--- Dataset entries ---
.....

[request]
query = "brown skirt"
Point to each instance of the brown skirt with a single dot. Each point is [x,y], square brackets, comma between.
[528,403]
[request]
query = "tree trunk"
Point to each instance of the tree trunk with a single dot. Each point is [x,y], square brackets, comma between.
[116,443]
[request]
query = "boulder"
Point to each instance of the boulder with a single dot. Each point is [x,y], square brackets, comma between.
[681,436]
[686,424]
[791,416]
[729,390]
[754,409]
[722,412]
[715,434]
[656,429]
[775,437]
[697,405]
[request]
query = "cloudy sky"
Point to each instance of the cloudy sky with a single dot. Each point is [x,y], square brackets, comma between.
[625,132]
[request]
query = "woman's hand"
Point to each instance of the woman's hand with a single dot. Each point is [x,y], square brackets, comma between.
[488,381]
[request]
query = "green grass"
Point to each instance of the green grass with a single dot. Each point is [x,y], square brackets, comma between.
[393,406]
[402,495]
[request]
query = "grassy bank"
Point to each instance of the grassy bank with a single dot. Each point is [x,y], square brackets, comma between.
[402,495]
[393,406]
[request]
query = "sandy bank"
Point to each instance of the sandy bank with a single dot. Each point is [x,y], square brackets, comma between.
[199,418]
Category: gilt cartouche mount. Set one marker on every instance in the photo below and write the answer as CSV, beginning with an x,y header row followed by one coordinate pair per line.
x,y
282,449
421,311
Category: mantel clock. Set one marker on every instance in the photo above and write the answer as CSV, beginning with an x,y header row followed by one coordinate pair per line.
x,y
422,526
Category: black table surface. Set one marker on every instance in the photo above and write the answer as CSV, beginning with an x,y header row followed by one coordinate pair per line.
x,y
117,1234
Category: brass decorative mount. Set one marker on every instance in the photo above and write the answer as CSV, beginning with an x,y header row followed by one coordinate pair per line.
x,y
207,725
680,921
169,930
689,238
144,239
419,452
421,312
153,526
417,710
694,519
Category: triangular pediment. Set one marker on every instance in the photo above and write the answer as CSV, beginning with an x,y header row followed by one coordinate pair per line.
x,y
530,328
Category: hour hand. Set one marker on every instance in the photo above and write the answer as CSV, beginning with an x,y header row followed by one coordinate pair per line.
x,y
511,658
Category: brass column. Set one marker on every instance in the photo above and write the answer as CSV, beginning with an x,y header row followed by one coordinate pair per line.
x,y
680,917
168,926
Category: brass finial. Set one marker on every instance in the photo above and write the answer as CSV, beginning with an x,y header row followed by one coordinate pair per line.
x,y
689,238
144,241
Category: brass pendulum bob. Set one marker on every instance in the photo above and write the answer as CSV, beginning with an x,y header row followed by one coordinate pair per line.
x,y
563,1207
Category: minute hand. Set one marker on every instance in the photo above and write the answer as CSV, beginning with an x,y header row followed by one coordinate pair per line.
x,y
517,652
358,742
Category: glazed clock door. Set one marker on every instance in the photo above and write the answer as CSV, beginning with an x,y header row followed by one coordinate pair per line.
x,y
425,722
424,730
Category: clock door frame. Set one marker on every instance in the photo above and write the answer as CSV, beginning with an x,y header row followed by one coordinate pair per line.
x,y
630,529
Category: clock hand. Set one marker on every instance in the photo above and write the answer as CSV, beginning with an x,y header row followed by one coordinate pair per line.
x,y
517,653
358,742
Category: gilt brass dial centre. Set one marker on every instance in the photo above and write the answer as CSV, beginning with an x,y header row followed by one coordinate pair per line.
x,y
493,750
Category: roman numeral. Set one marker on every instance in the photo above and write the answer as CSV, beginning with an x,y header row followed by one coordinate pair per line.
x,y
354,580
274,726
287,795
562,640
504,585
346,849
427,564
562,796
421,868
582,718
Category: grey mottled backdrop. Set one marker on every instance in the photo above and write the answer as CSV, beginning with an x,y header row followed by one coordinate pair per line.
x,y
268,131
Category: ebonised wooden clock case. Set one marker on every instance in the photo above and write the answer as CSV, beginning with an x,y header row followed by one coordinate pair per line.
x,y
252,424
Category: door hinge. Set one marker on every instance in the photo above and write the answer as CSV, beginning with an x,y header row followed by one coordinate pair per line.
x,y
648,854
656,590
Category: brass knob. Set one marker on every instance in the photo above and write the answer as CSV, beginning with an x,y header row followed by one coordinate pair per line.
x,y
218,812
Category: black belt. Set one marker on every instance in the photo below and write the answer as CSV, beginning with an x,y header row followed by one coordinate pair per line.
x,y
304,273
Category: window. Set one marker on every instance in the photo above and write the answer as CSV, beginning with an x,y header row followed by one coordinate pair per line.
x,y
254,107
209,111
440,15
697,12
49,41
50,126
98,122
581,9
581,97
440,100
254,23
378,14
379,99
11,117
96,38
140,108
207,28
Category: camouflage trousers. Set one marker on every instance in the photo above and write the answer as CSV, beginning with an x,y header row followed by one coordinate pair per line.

.....

--- Task requirements ---
Please write out the entries above in full, exactly as they read.

--- Response area ---
[request]
query = "brown skirt"
Point to each instance of the brown skirt with a single dot. Each point is [x,y], square brackets, comma between.
[528,403]
[request]
query = "tree trunk"
Point to each instance of the tree trunk with a single dot. Each point is [x,y], square brackets, comma between.
[116,443]
[request]
query = "boulder"
Point to each instance of the boulder with a single dot. Each point is [x,y], square brackets, comma between.
[681,436]
[686,424]
[791,416]
[729,390]
[754,409]
[722,412]
[715,434]
[656,429]
[775,437]
[697,405]
[request]
query = "cloudy sky"
Point to each instance of the cloudy sky with a single dot. Each point is [x,y], square brackets, comma between.
[625,132]
[request]
query = "woman's hand"
Point to each instance of the woman's hand with a single dot. Each point is [x,y], square brackets, comma between.
[488,381]
[request]
query = "green grass"
Point to each instance of the green grass with a single dot. Each point is [x,y], square brackets, comma between.
[393,406]
[402,495]
[request]
query = "grassy bank"
Point to each instance of the grassy bank with a single dot. Each point is [x,y], square brackets, comma between.
[402,495]
[393,406]
[request]
query = "sandy bank"
Point to each instance of the sandy bank with a single dot. Each point is [x,y], square brackets, comma between.
[199,418]
Category: gilt cartouche mount. Set one marker on every instance in the photo below and write the answer as CSV, beginning with an x,y header row followed by one coordinate pair per line.
x,y
282,449
421,311
Category: mantel clock. Set one marker on every instance in the photo above and write the answer as CSV, beginning with an x,y header row followed by one coordinate pair per line.
x,y
422,526
Category: black table surface. Set one marker on every instance in the photo above and write the answer as CSV, beginning with an x,y header row followed by one coordinate pair per line.
x,y
117,1234
Category: brass decorative mount. Set one marker on every instance in the photo above and write the answer as CSV, beginning with an x,y header row followed by one coordinate pair per line.
x,y
207,725
680,921
169,930
689,238
144,239
419,452
421,312
153,526
417,710
694,519
Category: triangular pediment. Set one marker on every instance in the photo above and write the answer as CSV, beginning with an x,y header row followed by one coordinate pair per line.
x,y
530,328
Category: hour hand. Set one marker on every instance in the photo above and write the answer as CSV, beginning with an x,y header row followed by one coordinate pair per line.
x,y
511,658
Category: brass column. Set one marker on every instance in the photo above and write the answer as CSV, beginning with an x,y header row followed by one coordinate pair per line.
x,y
680,917
168,926
Category: brass finial. Set one marker on every instance in the photo above and write the answer as CSV, beginning with an x,y header row followed by one coordinate pair per line.
x,y
689,238
144,241
Category: brass pendulum bob. Set one marker on every instance in the photo above and write the answer as CSV, beginning with an x,y header row followed by one coordinate pair per line.
x,y
563,1207
Category: minute hand. Set one marker on every instance in the photo above and write the answer as CSV, beginning with an x,y header row followed by one coordinate pair per line.
x,y
517,652
358,742
Category: glazed clock door. Set one marker on every instance in the photo above and write the answer as CSV, beginning with an x,y header row followed by one coordinate pair per line.
x,y
425,722
424,730
Category: clock door frame. Set one marker on every instance in the photo above and write the answer as CSV, beginning with an x,y header row followed by one coordinate pair per line.
x,y
630,529
Category: clock hand. Set one marker on every instance in the photo above and write the answer as CSV, beginning with an x,y header row followed by one coordinate pair per line.
x,y
517,653
358,742
Category: gilt brass dial centre. Set one marker on every instance in the photo above and write the answer as CSV, beginning with an x,y header row followed by one coordinate pair per line.
x,y
493,750
Category: roman numeral. Set one marker on every instance in the photo above and write the answer as CSV, beginning with an x,y header row followed by one coordinate pair per line.
x,y
354,580
274,726
287,795
562,640
504,585
346,849
427,564
562,796
421,868
582,718
Category: grey mottled backdrop. Set one marker on every instance in the photo above and write the answer as CSV, beginning with an x,y header row followed by one coordinate pair per line.
x,y
268,131
Category: ebonised wooden clock case. Set one marker on every instance in the photo above and write the answer as CSV, beginning with an x,y header row followed by one coordinate pair per line.
x,y
252,424
Category: door hinge. Set one marker on every instance in the photo above and write the answer as CSV, beginning with an x,y header row followed by one coordinate pair per line.
x,y
648,854
656,590
Category: brass knob. Set one marker on every instance in the photo above and write the answer as CSV, beginning with an x,y header row followed by one coordinate pair per line.
x,y
218,812
Category: black belt. Set one marker on every instance in the photo below and write the answer as CSV, beginning with an x,y header row followed by one coordinate pair per line.
x,y
304,273
Category: window. Set one marker on every instance in the photo above and write the answer as CSV, beginning with an x,y header row followed by one coordinate pair per line.
x,y
254,107
209,111
440,15
697,12
49,41
50,126
98,122
581,9
581,97
440,100
254,23
378,14
379,99
11,117
96,38
140,108
207,28
Category: camouflage trousers. Set one marker on every instance in the photo above and write the answer as CSV, beginning with an x,y header row followed by one coordinate pair per line.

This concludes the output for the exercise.